From Surveys to Big Data, the Evolution of Data Capture

July 10,2018

Surveys were arguably the first form of organized data capture, used by ancient civilizations to count crops, military sizes and more.

The first known census was undertaken by the Babylonians in 3800 BC. The Roman Republic used the census as a list to keep track of all adult males fit for military service. The Domesday Book, also known as the “Great Survey,” was ordered by William I of England in 1086 AD so that he could properly tax the land he had conquered. Even the Incas, who did not have a written language, had a way to record numeric and non-numeric information about their empire with the quipu, a knotted string. In the US, the decennial census is constitutionally mandated. More than just a headcount, the census is often still the lynchpin of governmental bookkeeping.

After surveys and censuses, the next evolution of data capture was more administrative. It was not collected just by a government about its populace but rather by individual organizations as a system of self-reporting. Spanish and English merchants needed to know how much value their ships carried (and could be lost, if they sank at sea) in order to obtain lines of credit from European banks.

++++++++

**EXERCISE INSTRUCTIONS**
1. In the passage on data capture, reproduce the text from "Surveys were arguably" to "of governmental bookkeeping.", switching "Babylonians" to "Sumerians".
2. According to the passage on data capture, what did the Incas use to record information about their empire?
3. Write the next part of the passage on the evolution of data capture, starting after its final sentence.

++++++++

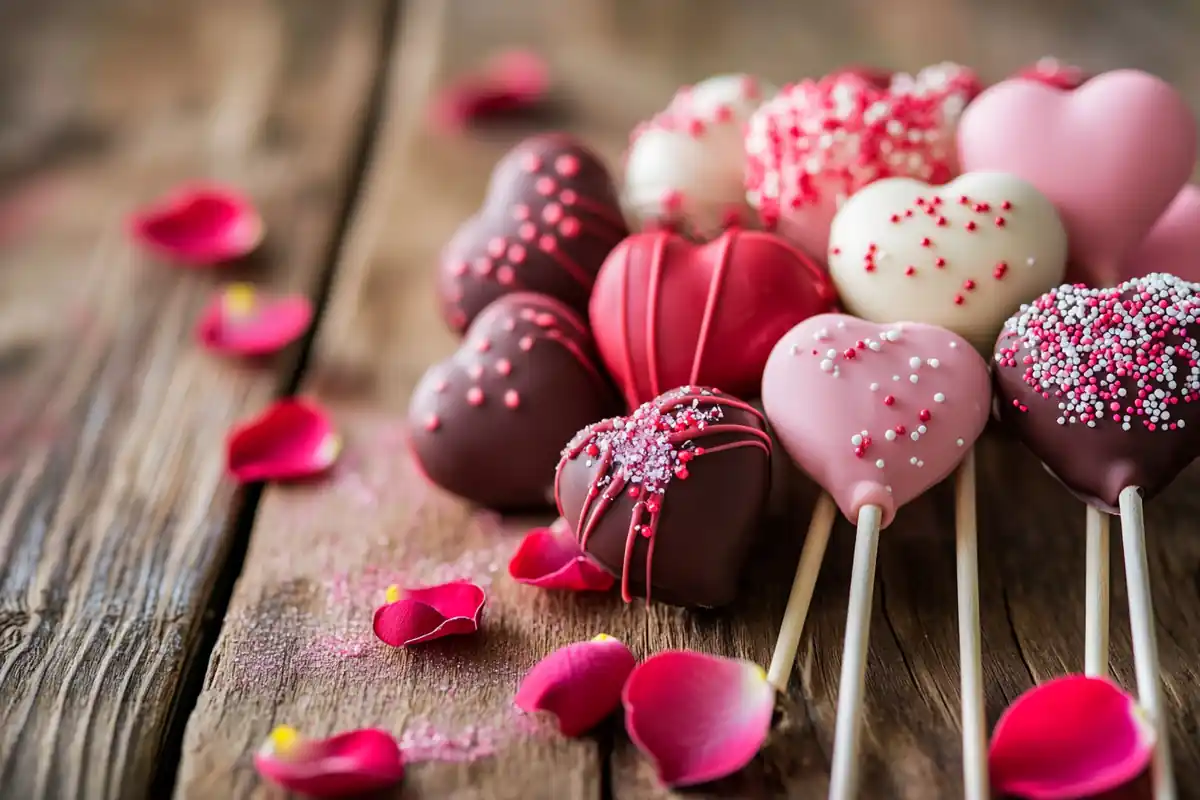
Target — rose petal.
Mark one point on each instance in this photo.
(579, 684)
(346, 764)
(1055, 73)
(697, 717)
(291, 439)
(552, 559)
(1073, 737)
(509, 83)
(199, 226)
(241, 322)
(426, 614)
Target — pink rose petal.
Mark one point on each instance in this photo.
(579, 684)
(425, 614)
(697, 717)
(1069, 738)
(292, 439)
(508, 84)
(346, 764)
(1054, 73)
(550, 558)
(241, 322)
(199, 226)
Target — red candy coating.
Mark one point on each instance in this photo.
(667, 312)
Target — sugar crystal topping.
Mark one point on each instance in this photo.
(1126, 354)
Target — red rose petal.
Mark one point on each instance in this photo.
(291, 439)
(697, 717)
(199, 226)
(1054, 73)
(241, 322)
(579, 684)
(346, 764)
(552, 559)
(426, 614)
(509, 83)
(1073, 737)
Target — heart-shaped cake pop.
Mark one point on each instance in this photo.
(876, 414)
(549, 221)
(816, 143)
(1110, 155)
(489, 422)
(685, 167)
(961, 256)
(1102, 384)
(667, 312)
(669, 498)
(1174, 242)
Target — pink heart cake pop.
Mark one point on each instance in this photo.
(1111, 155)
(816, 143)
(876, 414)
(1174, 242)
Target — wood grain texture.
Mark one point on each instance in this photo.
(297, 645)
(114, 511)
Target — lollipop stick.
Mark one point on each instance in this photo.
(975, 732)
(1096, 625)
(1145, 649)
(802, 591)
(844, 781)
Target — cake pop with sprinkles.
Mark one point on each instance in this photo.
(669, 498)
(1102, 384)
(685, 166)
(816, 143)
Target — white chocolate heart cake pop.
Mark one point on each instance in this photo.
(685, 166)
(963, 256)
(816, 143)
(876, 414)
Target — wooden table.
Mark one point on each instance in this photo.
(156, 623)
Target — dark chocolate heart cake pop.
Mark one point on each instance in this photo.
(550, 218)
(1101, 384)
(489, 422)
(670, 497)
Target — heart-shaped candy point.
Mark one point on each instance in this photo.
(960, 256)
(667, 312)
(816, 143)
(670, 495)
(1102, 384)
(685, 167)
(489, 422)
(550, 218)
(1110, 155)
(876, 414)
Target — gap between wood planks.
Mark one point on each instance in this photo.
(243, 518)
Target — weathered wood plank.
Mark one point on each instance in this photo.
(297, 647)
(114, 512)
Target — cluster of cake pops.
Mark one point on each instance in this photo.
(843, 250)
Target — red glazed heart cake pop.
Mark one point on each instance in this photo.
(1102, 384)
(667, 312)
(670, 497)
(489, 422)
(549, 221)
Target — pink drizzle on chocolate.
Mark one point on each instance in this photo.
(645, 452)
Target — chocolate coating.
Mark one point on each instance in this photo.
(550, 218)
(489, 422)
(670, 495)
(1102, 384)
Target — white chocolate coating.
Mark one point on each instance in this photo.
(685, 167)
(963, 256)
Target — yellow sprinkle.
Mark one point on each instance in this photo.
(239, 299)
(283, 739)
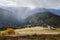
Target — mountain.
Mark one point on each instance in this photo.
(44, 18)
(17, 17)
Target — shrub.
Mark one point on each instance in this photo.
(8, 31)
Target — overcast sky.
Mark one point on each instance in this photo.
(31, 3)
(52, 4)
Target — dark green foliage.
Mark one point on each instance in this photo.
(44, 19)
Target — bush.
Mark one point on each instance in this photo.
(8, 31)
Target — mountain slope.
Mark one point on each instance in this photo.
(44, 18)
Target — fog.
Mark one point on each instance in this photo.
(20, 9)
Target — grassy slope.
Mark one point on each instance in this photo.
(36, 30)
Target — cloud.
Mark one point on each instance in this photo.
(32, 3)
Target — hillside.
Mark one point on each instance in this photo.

++++++++

**RESPONSES FOR EACH TASK**
1.
Surveys were arguably the first form of organized data capture, used by ancient civilizations to count crops, military sizes and more.

The first known census was undertaken by the Sumerians in 3800 BC. The Roman Republic used the census as a list to keep track of all adult males fit for military service. The Domesday Book, also known as the “Great Survey,” was ordered by William I of England in 1086 AD so that he could properly tax the land he had conquered. Even the Incas, who did not have a written language, had a way to record numeric and non-numeric information about their empire with the quipu, a knotted string. In the US, the decennial census is constitutionally mandated. More than just a headcount, the census is often still the lynchpin of governmental bookkeeping.

2. The quipu, a knotted string.

3.
Manufacturers in the Industrial Revolution needed to know how much raw material they had to order to keep their factories up and running. And today’s investors look at the daily net asset value (NAV) to track fund performance.

Now, thanks to the digital era, we have big data. Big data, unlike a survey which you respond to, or administrative data which is selectively tracked, is organic.

Transactional big data, information on the things people do, tells us more about them than the things they say. As Roberto Rigobon, Society of Sloan Fellows Professor of Management and a Professor of Applied Economics at the MIT Sloan School of Management said at a recent State Street conference, “The beauty of organic big data is that the answer is likely true. We alter our responses when someone is asking us a question.” The human mind is notoriously imperfect thanks to a multitude of psychological forces. We are all subject to self-serving bias, which means we have a tendency to artificially inflate our attributes and downplay our flaws; seeing the world as we want to see it (or the way we want others to see us in it) as opposed to the way things actually are.

The things people do are more informative than the things they say.

Not to mention, the way in which questions are asked often prompts a certain type of answer. Depending on what you ask, how you ask it and to whom you are talking, your data may be slightly biased in a multitude of directions.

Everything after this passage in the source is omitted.